• Try it:
Please return only the lines from the one holding "box: [4, 201, 236, 447]" through the one holding "rough mask: <svg", exactly as they appear in the records below, both ends included.

*** Opening Listed records ***

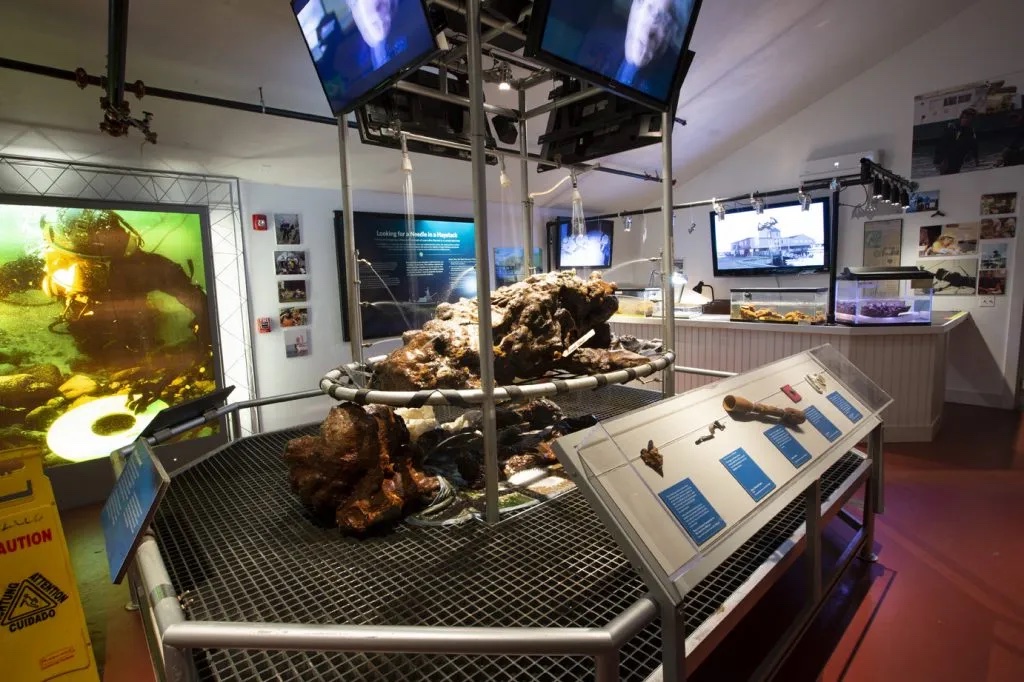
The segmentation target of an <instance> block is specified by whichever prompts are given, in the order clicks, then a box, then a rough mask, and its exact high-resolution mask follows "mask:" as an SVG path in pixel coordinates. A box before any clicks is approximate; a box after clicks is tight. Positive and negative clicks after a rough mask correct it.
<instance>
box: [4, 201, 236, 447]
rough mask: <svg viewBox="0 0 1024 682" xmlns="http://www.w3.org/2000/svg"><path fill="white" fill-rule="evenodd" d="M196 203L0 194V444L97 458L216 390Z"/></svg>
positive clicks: (209, 292)
mask: <svg viewBox="0 0 1024 682" xmlns="http://www.w3.org/2000/svg"><path fill="white" fill-rule="evenodd" d="M35 201H39V200H38V199H37V200H35ZM204 212H205V209H182V208H177V207H175V210H173V211H159V210H135V209H134V208H122V207H97V206H86V205H78V206H76V205H71V204H67V205H61V206H54V205H50V206H43V205H31V204H15V203H0V452H3V451H5V450H10V449H14V447H25V446H30V447H39V449H40V450H41V451H43V452H44V454H45V459H44V462H45V464H46V465H47V466H54V465H65V464H72V463H75V462H85V461H88V460H92V459H97V458H102V457H106V456H109V455H110V454H111V452H113V451H115V450H117V449H119V447H121V446H123V445H127V444H129V443H131V442H132V441H133V440H134V439H135V438H136V437H137V436H138V434H139V433H140V432H141V431H142V430H143V429H144V428H145V426H146V425H147V424H148V423H150V422H151V421H152V420H153V418H154V417H155V416H156V415H157V414H158V413H159V412H160V411H161V410H163V409H165V408H168V407H172V406H174V404H177V403H179V402H182V401H184V400H187V399H190V398H195V397H200V396H202V395H206V394H208V393H210V392H212V391H214V390H216V389H217V388H218V384H219V378H218V368H217V364H216V363H215V360H214V338H215V335H214V332H215V329H214V322H213V317H212V314H211V312H212V306H211V300H210V295H209V294H210V292H209V287H208V273H209V272H210V270H209V263H208V262H207V259H206V256H205V251H204V238H203V225H204V223H205V219H206V216H205V214H204ZM216 428H217V427H216V426H210V427H204V428H201V429H197V430H194V431H191V432H189V433H187V434H185V436H184V437H202V436H206V435H212V434H213V433H214V432H215V430H216Z"/></svg>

*** Closing Listed records ***

• Result of the exercise:
box: [4, 201, 236, 447]
rough mask: <svg viewBox="0 0 1024 682" xmlns="http://www.w3.org/2000/svg"><path fill="white" fill-rule="evenodd" d="M196 203L0 194V444L97 458L216 390Z"/></svg>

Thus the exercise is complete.